__Passage for review__
Which amino acid is not chiral?
Glycine.
What makes an amino acid chiral?
Four different groups attached to the α-carbon.
What are enantiomers?
Nonsuperimposable mirror-image isomers of a chiral molecule.
What is optical activity?
The ability of a molecule to rotate plane-polarized light.
What do (+) and (−) indicate in amino acids?
(+) is dextrorotatory (clockwise rotation), (−) is levorotatory (counterclockwise).
What configuration do protein amino acids usually have?
L-configuration.
What are the two common systems to describe chiral molecules?
D,L system and (R,S) system.
To what molecule are all D,L amino acid configurations referenced?
Glyceraldehyde.
What configuration do most natural protein amino acids have?
L-configuration.
Where are D-amino acids found in nature?
Certain peptide antibiotics (e.g., valinomycin, gramicidin, actinomycin D) and some microbial cell walls.
Why is the (R,S) system preferred over D,L for some molecules?
It unambiguously describes molecules with two or more chiral centers.
Give an example of an amino acid with two chiral centers.
Threonine (L-threonine = (2S,3R)-threonine).
What is special about GFP (green fluorescent protein) from Aequorea victoria?
Its light emission is autocatalytic, requiring only the protein itself (serine, tyrosine, glycine form the chromophore).
How is GFP used in genetic engineering
GFP can be fused to any gene to visualize its expression in cells.
What is the “brainbow” technique?
Random expression of multiple fluorescent proteins in neurons to label many cells in different colors for circuit mapping.

__Data extract__

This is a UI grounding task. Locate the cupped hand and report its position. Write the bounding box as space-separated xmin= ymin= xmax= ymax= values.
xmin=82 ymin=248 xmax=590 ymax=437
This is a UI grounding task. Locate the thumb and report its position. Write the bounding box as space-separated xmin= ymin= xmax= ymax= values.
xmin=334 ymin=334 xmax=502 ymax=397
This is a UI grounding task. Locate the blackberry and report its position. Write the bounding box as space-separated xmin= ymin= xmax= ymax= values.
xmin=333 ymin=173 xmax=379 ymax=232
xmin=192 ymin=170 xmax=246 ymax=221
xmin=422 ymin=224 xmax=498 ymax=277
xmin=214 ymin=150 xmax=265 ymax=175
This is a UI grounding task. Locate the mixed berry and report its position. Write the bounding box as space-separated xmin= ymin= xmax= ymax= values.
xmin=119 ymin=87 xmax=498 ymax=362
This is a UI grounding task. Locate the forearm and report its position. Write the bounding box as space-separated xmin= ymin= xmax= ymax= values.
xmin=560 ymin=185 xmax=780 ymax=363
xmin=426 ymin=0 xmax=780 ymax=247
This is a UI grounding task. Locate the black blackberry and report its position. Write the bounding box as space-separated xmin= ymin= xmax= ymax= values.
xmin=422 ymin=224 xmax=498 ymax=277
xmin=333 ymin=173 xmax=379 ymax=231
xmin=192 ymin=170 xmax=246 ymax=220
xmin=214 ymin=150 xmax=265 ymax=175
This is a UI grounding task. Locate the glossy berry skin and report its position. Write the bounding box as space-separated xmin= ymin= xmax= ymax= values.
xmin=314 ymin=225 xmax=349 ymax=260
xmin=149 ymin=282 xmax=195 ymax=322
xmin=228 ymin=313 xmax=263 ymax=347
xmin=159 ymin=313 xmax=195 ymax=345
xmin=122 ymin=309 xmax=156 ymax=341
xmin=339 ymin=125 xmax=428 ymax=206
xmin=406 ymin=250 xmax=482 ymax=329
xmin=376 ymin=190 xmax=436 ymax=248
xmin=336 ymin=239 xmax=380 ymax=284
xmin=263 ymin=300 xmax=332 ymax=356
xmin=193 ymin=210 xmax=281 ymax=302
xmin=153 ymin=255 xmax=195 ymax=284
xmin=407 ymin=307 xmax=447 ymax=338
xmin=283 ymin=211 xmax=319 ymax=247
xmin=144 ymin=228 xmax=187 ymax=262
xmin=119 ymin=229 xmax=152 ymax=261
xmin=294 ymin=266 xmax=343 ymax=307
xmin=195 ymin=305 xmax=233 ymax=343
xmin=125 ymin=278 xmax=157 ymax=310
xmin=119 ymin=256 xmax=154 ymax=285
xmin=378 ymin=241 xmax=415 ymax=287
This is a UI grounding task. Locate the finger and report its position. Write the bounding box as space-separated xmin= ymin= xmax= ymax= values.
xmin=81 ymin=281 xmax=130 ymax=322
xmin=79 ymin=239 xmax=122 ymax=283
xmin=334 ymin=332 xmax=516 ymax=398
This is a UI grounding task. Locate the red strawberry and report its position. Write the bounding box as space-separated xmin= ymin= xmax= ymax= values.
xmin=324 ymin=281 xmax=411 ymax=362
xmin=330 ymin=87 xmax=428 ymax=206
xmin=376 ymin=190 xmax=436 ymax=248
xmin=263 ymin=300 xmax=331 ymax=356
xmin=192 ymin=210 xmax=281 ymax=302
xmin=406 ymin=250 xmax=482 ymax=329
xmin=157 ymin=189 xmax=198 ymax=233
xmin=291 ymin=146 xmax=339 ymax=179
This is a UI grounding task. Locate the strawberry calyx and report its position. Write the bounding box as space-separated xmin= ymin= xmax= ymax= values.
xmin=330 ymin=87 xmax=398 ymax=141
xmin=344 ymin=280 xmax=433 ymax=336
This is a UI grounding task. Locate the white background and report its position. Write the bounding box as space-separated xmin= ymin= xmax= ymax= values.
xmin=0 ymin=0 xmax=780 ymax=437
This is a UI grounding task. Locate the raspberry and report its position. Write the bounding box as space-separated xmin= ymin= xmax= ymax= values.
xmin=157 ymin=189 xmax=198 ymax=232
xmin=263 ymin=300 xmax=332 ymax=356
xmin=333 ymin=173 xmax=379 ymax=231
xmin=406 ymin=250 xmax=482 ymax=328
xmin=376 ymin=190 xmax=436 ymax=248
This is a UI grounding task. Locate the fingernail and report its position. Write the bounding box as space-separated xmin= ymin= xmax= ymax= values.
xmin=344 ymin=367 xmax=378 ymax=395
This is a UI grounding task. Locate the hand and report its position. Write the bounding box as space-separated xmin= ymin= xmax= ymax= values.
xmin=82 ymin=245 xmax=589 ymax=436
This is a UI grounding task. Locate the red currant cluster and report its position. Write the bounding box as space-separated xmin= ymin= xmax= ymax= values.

__Exercise A__
Turn the amino acid notes' paragraph beginning "Certain peptide antibiotics" into a short list that keeps its main facts.
__Exercise B__
Answer these from the amino acid notes:
(i) Which amino acid is not chiral?
(ii) To what molecule are all D,L amino acid configurations referenced?
(iii) Which three amino acids form the chromophore of GFP?
__Exercise C__
Reproduce everything in the amino acid notes from "It unambiguously describes" down to "for circuit mapping.".
The material above comes from a separate source and is unrelated to the amino acid notes.

__Answer A__
- Certain peptide antibiotics (e.g., valinomycin, gramicidin, actinomycin D)
- Some microbial cell walls

__Answer B__
(i) Glycine.
(ii) Glyceraldehyde.
(iii) Serine, tyrosine and glycine.

__Answer C__
It unambiguously describes molecules with two or more chiral centers.
Give an example of an amino acid with two chiral centers.
Threonine (L-threonine = (2S,3R)-threonine).
What is special about GFP (green fluorescent protein) from Aequorea victoria?
Its light emission is autocatalytic, requiring only the protein itself (serine, tyrosine, glycine form the chromophore).
How is GFP used in genetic engineering
GFP can be fused to any gene to visualize its expression in cells.
What is the “brainbow” technique?
Random expression of multiple fluorescent proteins in neurons to label many cells in different colors for circuit mapping.